Check each line of the records below for the string "this", then state how many lines contain it, with no other output.

※

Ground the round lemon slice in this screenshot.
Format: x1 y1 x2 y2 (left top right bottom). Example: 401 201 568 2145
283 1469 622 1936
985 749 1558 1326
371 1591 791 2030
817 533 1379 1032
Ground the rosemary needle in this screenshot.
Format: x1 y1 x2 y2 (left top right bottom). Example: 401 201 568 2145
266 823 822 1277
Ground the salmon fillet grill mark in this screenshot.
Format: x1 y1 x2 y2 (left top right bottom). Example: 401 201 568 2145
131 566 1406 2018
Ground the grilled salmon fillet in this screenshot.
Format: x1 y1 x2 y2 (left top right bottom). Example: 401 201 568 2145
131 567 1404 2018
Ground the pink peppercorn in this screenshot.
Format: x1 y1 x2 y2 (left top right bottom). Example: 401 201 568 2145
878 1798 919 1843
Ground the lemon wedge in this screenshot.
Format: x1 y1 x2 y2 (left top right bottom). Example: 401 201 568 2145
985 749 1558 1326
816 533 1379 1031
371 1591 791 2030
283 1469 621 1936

※

_Output of the exercise_: 6